§ **AUFGABE 1**
Ändere in den Einträgen die Zeilen zwischen der Zeile mit „Sample: x=494, y=152.“ und der Zeile mit „x=453, y=221“, beide eingeschlossen: Ersetze „metal pole“ durch „wooden pole“, lass alles andere gleich und gib nur diese Zeilen wieder.

§ **TEXTAUSZUG**
^^^^^^^^
Im Juni sollen die Würfel gefallen sein - und zwar zugunsten der deutschen Bewerber. Das hofft der Chef der Gemeindewerke Garmisch-Partenkirchen beim Wasserkraft-Projekt an der Leutascher Ache.

Mittenwald/Leutasch – Immer nur warten, nichts tun, hoffen – das hat Wodan Lichtmeß irgendwann zu sehr genervt. Also handelte er: Der Chef der Gemeindewerke Garmisch-Partenkirchen reichte gegen das Land Tirol eine Beschwerde ein, er klagte gegen dessen Untätigkeit. Damit sich die zuständigen Stellen in der Regierung endlich mit der Causa Wasserkraftwerk Mittenwald befassen.

Endlich tut sich was.

Erst, wenn sich die Tiroler entschieden haben, können Lichtmeß und seine Mitstreiter das Projekt in der Geisterklamm verwirklichen – sofern sie die Österreicher mit ihrem Plan überzeugen. Viele Jahre schon liegt das Konzept in der Schublade, so nah aber war man dem Ziel noch nie, mit der Leutascher Ache Strom zu erzeugen.

Die Säumnisbeschwerde wirkte, weshalb Lichtmeß sie auch sofort zurückzog. Er hatte erreicht, was er erreichen wollte. „Endlich tut sich was“, sagt der Energie-Experte, der immerhin schon drei Jahre auf ein Ergebnis wartet. Im Februar 2021 wurde das sogenannte Widerstreitverfahren eröffnet, eine österreichische Eigenheit: Bei zwei Bewerbern bestimmen die Behörden, wer das Projekt vorantreiben darf. Da es sich um ein grenzübergreifendes Kraftwerk handeln wird, müssen auch die österreichischen Regularien eingehalten werden. Wie es ausgeht, wagt Lichtmeß nicht zu prognostizieren. Doch wenn er die Zahlen und Argumente der beiden Konkurrenten vergleicht, „dürfte objektiv gesehen eigentlich nichts schiefgehen. Aber sicher sagen kann man das nie“.
^^^^^^^^
§ **EINTRÄGE ZUR AUFGABE**
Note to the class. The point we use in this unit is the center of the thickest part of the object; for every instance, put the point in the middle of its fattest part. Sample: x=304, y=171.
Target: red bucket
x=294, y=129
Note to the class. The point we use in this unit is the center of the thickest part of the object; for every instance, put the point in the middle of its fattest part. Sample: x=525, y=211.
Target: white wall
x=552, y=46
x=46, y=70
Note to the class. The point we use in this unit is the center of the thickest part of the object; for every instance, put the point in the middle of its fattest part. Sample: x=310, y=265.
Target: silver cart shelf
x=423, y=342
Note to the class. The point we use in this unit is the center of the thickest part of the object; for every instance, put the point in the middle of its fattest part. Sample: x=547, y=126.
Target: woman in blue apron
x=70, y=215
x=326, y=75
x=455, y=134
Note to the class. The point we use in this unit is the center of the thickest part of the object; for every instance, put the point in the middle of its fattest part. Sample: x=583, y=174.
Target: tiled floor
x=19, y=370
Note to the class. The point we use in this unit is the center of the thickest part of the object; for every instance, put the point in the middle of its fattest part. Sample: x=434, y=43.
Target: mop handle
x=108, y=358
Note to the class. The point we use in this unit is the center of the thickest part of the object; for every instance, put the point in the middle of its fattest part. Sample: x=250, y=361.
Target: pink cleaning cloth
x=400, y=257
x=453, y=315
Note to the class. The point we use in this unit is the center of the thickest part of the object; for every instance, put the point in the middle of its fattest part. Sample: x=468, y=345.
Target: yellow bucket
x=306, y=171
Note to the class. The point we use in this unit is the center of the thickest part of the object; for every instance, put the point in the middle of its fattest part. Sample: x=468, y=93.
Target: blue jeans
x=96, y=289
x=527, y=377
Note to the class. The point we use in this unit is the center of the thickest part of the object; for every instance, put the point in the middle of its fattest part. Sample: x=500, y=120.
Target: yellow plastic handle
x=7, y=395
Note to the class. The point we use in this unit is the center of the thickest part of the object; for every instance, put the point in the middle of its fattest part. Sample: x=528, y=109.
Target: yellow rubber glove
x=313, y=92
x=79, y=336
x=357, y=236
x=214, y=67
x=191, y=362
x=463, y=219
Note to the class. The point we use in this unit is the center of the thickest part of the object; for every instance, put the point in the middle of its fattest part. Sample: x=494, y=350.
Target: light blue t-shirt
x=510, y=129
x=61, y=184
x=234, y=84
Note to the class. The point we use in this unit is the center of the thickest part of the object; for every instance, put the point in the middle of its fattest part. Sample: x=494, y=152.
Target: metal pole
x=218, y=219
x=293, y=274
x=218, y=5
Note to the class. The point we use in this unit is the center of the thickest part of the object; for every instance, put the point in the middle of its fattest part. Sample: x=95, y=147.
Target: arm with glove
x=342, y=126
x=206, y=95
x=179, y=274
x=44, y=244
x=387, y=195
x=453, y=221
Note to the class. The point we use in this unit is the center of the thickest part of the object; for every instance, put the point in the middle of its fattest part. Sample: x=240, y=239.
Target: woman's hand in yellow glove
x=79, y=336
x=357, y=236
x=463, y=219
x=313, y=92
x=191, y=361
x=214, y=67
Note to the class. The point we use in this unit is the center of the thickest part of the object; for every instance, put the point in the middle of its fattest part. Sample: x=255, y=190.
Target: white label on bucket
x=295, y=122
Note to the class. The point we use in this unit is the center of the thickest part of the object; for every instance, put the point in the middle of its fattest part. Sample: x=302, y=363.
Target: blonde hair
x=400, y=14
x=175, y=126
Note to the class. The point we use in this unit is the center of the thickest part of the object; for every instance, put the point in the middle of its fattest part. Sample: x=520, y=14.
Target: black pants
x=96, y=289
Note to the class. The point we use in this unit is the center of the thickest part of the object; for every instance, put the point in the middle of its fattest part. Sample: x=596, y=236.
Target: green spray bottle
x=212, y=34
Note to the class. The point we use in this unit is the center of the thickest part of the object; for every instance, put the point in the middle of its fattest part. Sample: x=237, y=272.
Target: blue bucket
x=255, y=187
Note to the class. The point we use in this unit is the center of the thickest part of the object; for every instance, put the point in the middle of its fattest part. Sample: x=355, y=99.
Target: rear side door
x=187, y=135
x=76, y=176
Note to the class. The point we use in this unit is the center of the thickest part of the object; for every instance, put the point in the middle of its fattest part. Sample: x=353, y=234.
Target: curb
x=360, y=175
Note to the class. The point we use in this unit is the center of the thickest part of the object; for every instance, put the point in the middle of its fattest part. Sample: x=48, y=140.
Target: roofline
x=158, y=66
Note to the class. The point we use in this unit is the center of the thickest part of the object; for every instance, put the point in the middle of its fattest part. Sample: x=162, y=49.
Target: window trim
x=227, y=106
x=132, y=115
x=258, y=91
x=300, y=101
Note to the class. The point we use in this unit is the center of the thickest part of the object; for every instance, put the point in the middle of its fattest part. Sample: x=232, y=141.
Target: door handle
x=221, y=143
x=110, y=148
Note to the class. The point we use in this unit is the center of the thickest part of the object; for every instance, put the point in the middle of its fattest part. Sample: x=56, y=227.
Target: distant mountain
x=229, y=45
^^^^^^^^
§ **AUFGABE 2**
Schreib den Textauszug über das Wasserkraftwerk an der Leutascher Ache Wort für Wort noch einmal vollständig ab.

§ **ANTWORT 1**
Note to the class. The point we use in this unit is the center of the thickest part of the object; for every instance, put the point in the middle of its fattest part. Sample: x=494, y=152.
Target: wooden pole
x=218, y=219
x=293, y=274
x=218, y=5
Note to the class. The point we use in this unit is the center of the thickest part of the object; for every instance, put the point in the middle of its fattest part. Sample: x=95, y=147.
Target: arm with glove
x=342, y=126
x=206, y=95
x=179, y=274
x=44, y=244
x=387, y=195
x=453, y=221

§ **ANTWORT 2**
Im Juni sollen die Würfel gefallen sein - und zwar zugunsten der deutschen Bewerber. Das hofft der Chef der Gemeindewerke Garmisch-Partenkirchen beim Wasserkraft-Projekt an der Leutascher Ache.

Mittenwald/Leutasch – Immer nur warten, nichts tun, hoffen – das hat Wodan Lichtmeß irgendwann zu sehr genervt. Also handelte er: Der Chef der Gemeindewerke Garmisch-Partenkirchen reichte gegen das Land Tirol eine Beschwerde ein, er klagte gegen dessen Untätigkeit. Damit sich die zuständigen Stellen in der Regierung endlich mit der Causa Wasserkraftwerk Mittenwald befassen.

Endlich tut sich was.

Erst, wenn sich die Tiroler entschieden haben, können Lichtmeß und seine Mitstreiter das Projekt in der Geisterklamm verwirklichen – sofern sie die Österreicher mit ihrem Plan überzeugen. Viele Jahre schon liegt das Konzept in der Schublade, so nah aber war man dem Ziel noch nie, mit der Leutascher Ache Strom zu erzeugen.

Die Säumnisbeschwerde wirkte, weshalb Lichtmeß sie auch sofort zurückzog. Er hatte erreicht, was er erreichen wollte. „Endlich tut sich was“, sagt der Energie-Experte, der immerhin schon drei Jahre auf ein Ergebnis wartet. Im Februar 2021 wurde das sogenannte Widerstreitverfahren eröffnet, eine österreichische Eigenheit: Bei zwei Bewerbern bestimmen die Behörden, wer das Projekt vorantreiben darf. Da es sich um ein grenzübergreifendes Kraftwerk handeln wird, müssen auch die österreichischen Regularien eingehalten werden. Wie es ausgeht, wagt Lichtmeß nicht zu prognostizieren. Doch wenn er die Zahlen und Argumente der beiden Konkurrenten vergleicht, „dürfte objektiv gesehen eigentlich nichts schiefgehen. Aber sicher sagen kann man das nie“.